Arrange everything from the line containing "where every gas" down to the line containing "[141,323,164,340]" as a numbered list, skipping blank lines.

• Region annotation entries:
────

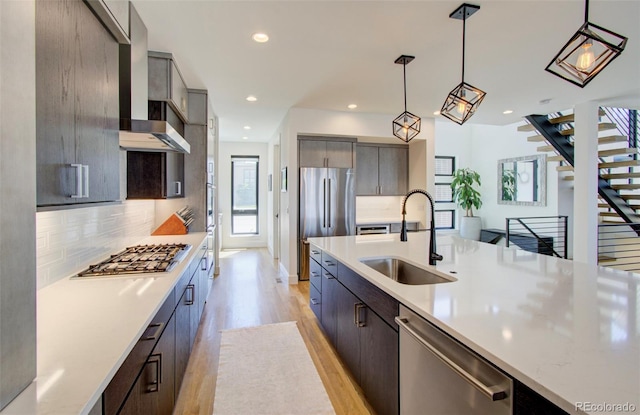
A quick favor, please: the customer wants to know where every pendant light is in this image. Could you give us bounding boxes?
[393,55,421,143]
[545,0,627,88]
[440,3,487,125]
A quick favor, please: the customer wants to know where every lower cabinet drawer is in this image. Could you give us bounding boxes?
[309,284,322,322]
[309,259,322,292]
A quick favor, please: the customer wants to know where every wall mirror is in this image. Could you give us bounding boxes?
[498,154,547,206]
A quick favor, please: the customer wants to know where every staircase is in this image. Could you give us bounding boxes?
[518,107,640,270]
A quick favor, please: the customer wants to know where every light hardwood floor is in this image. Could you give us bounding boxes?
[174,249,374,415]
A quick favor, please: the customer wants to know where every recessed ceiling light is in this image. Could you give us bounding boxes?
[251,33,269,43]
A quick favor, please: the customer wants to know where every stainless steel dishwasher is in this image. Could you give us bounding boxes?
[396,305,513,415]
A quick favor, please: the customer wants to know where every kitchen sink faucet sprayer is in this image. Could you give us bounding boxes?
[400,189,442,265]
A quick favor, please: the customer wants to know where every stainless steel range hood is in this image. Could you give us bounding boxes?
[120,120,191,153]
[120,3,191,153]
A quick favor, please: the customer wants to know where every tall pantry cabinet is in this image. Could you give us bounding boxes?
[36,0,120,206]
[0,1,36,410]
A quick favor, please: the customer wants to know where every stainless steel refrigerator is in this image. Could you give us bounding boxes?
[298,167,356,280]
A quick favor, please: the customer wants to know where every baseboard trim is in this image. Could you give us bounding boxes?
[278,262,298,285]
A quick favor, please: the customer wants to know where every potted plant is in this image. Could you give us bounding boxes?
[451,168,482,241]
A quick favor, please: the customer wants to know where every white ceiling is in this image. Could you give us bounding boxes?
[133,0,640,142]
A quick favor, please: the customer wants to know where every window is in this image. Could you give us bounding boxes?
[231,156,259,235]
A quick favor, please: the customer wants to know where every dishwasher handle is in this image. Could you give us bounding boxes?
[395,317,508,401]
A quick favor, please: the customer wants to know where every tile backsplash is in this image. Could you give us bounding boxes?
[36,200,155,289]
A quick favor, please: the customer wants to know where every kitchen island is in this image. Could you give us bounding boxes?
[309,233,640,413]
[0,232,207,415]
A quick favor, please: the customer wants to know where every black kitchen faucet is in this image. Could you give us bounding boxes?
[400,189,442,265]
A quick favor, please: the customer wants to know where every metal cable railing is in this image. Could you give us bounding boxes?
[506,216,568,258]
[598,223,640,272]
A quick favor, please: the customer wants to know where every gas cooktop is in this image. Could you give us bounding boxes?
[76,244,191,277]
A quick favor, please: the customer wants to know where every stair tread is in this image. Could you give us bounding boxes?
[598,147,638,157]
[600,172,640,180]
[611,183,640,190]
[598,160,640,169]
[560,122,618,136]
[549,108,605,124]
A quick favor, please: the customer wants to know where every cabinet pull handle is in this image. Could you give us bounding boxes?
[82,164,89,197]
[322,179,327,228]
[185,284,195,305]
[324,272,336,280]
[395,317,508,401]
[71,164,84,199]
[353,303,367,327]
[147,354,162,393]
[141,323,164,340]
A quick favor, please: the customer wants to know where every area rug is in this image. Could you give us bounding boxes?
[213,321,335,415]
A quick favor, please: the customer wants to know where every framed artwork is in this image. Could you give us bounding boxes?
[280,167,287,193]
[435,156,456,176]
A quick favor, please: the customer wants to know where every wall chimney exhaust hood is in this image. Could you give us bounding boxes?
[120,2,191,153]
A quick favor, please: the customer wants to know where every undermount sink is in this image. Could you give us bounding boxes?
[359,257,455,285]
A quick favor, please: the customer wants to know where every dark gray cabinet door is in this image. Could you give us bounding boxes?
[326,141,353,169]
[378,147,409,196]
[36,0,119,206]
[298,140,327,167]
[335,283,364,383]
[360,308,399,415]
[75,1,120,203]
[320,270,340,346]
[356,145,378,196]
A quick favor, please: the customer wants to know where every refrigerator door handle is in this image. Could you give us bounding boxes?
[327,179,332,228]
[322,179,327,228]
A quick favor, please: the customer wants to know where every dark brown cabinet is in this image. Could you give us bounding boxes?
[127,151,185,199]
[309,248,399,415]
[36,0,120,206]
[356,143,409,196]
[119,315,176,415]
[148,51,189,123]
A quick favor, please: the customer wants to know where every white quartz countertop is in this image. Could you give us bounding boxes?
[0,233,207,415]
[309,236,640,413]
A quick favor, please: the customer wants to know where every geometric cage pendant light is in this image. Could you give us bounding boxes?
[392,55,421,143]
[440,3,487,125]
[545,0,627,88]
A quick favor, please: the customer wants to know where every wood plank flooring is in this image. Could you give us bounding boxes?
[174,249,374,415]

────

• THE COMPLETED TASK:
1. A quick favor, please: the customer wants to know where every gas cooktop is in this image. Could you give us bounding boxes?
2. [76,244,191,277]
3. A quick favor, please: the customer wants to know where every stair tread is in this image. Could you give us bounding boxes?
4. [598,147,638,157]
5. [600,172,640,180]
6. [611,183,640,190]
7. [598,160,640,169]
8. [560,122,618,136]
9. [549,108,605,124]
10. A quick favor, please: the customer wants to know where every cabinet pull handle is in this image. Could you give us bounding boxes?
11. [82,164,89,197]
12. [322,179,327,228]
13. [185,284,195,305]
14. [324,272,336,280]
15. [395,317,508,401]
16. [71,164,84,199]
17. [353,303,367,327]
18. [147,354,162,393]
19. [141,323,164,340]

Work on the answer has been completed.